Passage shown >>
--*--

Review: A Tragic Kind of Wonderful

For sixteen-year-old Mel Hannigan, bipolar disorder makes life unpredictable. Her latest struggle is balancing her growing feelings in a new relationship with her instinct to keep everyone at arm’s length. And when a former friend confronts Mel with the truth about the way their relationship ended, deeply buried secrets threaten to come out and upend her shaky equilibrium.

As the walls of Mel’s compartmentalized world crumble, she fears the worst—that her friends will abandon her if they learn the truth about what she’s been hiding. Can Mel bring herself to risk everything to find out?

I seem to be weirdly attracted to books that have main characters with bipolar disorder, though maybe it’s not so weird because honestly I just want to understand the disorder better as I know people who have it. In any case, I pretty much enjoyed this book and there have been parts of it that cruised through my mind in the days since finishing it… that’s how you know a book is good.

I liked Mel as a main character, and I think she was a great rep of someone who has bipolar disorder. Like many mental disorders/conditions, it’s not the same in everyone, and this was yet another example of how bipolar disorder affects a person and the people around them. Mel, like many other people, wanted to keep her disorder a secret from everyone outside her family. By doing so, she lost her old best friends, Connor and Zumi, and picked up new ones when she got out of the hospital, Holly and Declan. Instead of going out and doing things with her friends though, she prefers to stay home or keeps herself busy at the senior home she works at.

Then Mel meets the grandson (David) of a new resident, and while she strikes up a friendship (and feelings) with him, she is reluctant to let him too close because of her disorder. She doesn’t want him to be like others, wondering when her cycles between mania and depression will change. So, like with her old and newer friends, Mel keeps David at an arm’s length.

“I can’t let anyone know what really happened, or what’s wrong with me. I can’t bear the thought of how they’d look at me, and treat me, if they knew how many pills I take every morning just to act more or less like everybody else.”

--*--

What the task requires >>
Answer these from the review:
1. How old is Mel Hannigan?
2. Which two old best friends did Mel lose by keeping her disorder a secret?
3. What is the name of the new resident's grandson whom Mel meets?

(Natural-language object grounding data)
--*--

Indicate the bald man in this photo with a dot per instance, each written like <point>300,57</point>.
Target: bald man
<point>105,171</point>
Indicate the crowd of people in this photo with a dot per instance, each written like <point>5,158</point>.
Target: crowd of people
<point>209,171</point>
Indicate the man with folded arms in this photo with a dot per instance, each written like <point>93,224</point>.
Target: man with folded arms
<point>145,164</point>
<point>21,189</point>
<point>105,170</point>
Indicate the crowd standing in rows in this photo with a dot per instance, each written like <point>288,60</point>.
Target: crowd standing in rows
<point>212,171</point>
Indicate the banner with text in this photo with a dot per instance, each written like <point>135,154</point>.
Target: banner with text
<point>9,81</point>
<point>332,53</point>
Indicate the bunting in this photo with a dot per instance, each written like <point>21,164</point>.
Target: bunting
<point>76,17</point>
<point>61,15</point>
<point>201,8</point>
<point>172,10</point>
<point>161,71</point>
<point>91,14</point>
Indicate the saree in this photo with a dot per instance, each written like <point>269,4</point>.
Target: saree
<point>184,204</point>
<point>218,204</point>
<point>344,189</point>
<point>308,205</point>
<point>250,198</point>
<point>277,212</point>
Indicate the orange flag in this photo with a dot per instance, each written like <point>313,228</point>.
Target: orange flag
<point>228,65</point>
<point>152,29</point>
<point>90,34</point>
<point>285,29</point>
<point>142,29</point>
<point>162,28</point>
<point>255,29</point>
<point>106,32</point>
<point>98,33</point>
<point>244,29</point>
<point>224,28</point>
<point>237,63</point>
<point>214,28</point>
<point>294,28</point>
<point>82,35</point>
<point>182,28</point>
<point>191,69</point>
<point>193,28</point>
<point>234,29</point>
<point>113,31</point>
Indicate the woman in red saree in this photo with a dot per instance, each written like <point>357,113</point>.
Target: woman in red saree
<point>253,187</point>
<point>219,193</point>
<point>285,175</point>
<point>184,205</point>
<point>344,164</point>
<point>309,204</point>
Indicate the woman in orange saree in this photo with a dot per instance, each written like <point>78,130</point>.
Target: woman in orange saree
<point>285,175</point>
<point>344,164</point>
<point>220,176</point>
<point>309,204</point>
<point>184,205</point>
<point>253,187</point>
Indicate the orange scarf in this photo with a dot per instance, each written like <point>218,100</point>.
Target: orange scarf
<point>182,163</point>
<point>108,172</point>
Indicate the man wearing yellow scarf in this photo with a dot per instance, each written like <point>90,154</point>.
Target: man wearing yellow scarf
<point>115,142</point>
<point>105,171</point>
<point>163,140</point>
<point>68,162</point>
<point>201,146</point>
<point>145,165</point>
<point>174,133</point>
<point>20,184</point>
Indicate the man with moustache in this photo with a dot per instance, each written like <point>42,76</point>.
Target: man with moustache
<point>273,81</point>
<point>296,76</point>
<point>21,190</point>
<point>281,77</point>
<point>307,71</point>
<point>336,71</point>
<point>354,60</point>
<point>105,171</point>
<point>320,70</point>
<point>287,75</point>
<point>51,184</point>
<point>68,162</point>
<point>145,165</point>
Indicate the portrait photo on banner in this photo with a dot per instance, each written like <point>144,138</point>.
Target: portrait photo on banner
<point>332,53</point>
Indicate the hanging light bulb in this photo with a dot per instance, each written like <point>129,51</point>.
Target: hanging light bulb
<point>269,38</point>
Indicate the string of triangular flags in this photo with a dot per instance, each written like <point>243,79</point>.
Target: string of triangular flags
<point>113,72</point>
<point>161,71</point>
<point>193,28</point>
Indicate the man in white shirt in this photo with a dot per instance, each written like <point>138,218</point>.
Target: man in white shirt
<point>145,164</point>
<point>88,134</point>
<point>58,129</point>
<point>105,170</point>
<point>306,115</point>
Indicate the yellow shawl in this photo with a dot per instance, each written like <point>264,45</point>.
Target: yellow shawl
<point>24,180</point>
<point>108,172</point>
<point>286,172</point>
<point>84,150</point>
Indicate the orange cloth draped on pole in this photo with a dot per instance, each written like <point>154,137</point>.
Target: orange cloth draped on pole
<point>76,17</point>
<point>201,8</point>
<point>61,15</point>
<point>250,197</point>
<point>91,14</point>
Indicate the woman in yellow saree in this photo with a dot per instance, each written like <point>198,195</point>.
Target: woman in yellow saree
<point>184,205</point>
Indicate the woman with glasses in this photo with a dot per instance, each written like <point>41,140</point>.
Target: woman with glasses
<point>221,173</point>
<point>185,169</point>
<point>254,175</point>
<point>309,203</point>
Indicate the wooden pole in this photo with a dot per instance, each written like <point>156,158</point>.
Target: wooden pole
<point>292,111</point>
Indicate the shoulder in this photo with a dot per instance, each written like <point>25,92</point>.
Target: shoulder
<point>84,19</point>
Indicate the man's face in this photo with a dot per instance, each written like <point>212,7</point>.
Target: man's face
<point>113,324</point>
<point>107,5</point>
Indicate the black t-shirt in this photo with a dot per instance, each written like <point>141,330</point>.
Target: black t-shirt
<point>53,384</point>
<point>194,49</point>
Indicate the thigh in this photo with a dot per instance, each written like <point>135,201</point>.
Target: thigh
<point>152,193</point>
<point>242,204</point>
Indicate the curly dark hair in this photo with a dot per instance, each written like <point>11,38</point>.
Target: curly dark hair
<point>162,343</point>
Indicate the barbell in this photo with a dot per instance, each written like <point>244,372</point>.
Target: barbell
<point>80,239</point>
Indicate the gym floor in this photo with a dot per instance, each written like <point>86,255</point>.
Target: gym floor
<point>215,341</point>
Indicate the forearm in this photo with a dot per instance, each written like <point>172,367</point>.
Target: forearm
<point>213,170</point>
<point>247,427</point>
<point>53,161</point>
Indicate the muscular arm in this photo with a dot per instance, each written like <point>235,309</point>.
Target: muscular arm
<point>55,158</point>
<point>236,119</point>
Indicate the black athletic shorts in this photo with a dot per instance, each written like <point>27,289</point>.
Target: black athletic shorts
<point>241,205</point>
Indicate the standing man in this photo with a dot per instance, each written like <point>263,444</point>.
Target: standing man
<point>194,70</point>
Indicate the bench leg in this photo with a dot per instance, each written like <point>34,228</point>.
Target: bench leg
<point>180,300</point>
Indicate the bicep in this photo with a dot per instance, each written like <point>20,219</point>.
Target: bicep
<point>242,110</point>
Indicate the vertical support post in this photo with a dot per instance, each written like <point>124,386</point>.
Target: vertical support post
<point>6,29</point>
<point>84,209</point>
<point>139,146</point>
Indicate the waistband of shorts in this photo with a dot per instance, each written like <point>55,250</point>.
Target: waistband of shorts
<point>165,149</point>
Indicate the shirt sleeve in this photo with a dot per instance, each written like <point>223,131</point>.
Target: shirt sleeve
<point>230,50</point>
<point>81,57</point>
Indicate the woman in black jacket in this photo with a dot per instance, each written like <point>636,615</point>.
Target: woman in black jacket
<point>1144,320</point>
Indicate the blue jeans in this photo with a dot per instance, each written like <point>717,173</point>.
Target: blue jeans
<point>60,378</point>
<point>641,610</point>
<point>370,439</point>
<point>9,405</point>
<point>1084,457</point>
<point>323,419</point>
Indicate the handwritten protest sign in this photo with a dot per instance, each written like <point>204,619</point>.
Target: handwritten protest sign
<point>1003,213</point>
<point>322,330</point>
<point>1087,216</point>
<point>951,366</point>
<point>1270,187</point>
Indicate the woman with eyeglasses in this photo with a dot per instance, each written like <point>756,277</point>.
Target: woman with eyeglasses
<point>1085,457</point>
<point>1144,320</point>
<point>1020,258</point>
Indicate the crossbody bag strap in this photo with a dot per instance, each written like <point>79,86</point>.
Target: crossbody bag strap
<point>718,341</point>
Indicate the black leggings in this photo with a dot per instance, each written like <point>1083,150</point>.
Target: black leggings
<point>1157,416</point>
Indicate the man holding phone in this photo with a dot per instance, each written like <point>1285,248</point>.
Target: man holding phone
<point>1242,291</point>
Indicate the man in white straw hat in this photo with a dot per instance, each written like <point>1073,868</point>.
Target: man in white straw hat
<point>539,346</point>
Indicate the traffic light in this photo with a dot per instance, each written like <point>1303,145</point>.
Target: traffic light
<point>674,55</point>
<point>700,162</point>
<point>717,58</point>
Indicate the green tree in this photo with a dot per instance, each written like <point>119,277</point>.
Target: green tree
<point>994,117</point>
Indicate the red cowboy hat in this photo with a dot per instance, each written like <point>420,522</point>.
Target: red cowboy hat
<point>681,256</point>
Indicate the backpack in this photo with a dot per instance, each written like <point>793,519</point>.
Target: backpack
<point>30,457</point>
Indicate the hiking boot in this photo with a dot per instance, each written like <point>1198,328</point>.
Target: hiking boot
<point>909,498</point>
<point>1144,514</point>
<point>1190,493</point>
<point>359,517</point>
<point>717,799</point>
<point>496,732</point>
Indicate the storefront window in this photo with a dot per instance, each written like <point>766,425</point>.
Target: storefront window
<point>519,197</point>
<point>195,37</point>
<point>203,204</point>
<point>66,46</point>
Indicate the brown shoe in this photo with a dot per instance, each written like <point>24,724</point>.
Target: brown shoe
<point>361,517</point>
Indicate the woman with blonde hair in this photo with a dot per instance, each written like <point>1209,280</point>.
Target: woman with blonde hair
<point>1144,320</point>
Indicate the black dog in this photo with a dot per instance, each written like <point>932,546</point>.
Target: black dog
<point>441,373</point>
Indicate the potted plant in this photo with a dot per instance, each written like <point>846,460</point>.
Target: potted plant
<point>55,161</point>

--*--

Solution to this problem >>
1. Sixteen
2. Connor and Zumi
3. David